### PASSAGE SHOWN:

*** Begin section ***

Aging involves complicated plot twists and a large cast of characters: inflammation, stress, metabolism changes, and many others. Now, a team of Salk Institute and UC San Diego scientists reveal another factor implicated in the aging process—a class of lipids called SGDGs (3-sulfogalactosyl diacylglycerols) that decline in the brain with age and may have anti-inflammatory effects.
The research, published in Nature Chemical Biology on October 20, 2022, helps unravel the molecular basis of brain aging, reveals new mechanisms underlying age-related neurological diseases, and offers future opportunities for therapeutic intervention.
“These SGDGs clearly play an important role in aging, and this finding opens up the possibility that there are other critical aging pathways we’ve been missing,” says co-corresponding author Alan Saghatelian, professor in Salk’s Clayton Foundation Laboratories for Peptide Biology and holder of the Dr. Frederik Paulsen Chair. “This is a pretty clear case of something that should be dug into more in the future.”

*** End section ***

### EXERCISE DETAILS:
Put this sentence from the passage on brain aging into Spanish: "The research, published in Nature Chemical Biology on October 20, 2022, helps unravel the molecular basis of brain aging, reveals new mechanisms underlying age-related neurological diseases, and offers future opportunities for therapeutic intervention." The data after this has nothing to do with the passage on brain aging.

[Saved entries]

*** Begin section ***

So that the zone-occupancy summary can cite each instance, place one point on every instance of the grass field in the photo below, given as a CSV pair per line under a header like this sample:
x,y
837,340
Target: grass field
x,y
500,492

*** End section ***
*** Begin section ***

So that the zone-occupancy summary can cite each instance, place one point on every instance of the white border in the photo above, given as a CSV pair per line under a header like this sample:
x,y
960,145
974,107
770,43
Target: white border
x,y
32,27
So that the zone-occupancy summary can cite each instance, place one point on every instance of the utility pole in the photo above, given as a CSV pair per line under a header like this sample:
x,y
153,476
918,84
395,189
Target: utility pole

*** End section ***

### TASK RESULT:
La investigación, publicada en Nature Chemical Biology el 20 de octubre de 2022, ayuda a desentrañar la base molecular del envejecimiento cerebral, revela nuevos mecanismos subyacentes a las enfermedades neurológicas relacionadas con la edad y ofrece futuras oportunidades de intervención terapéutica.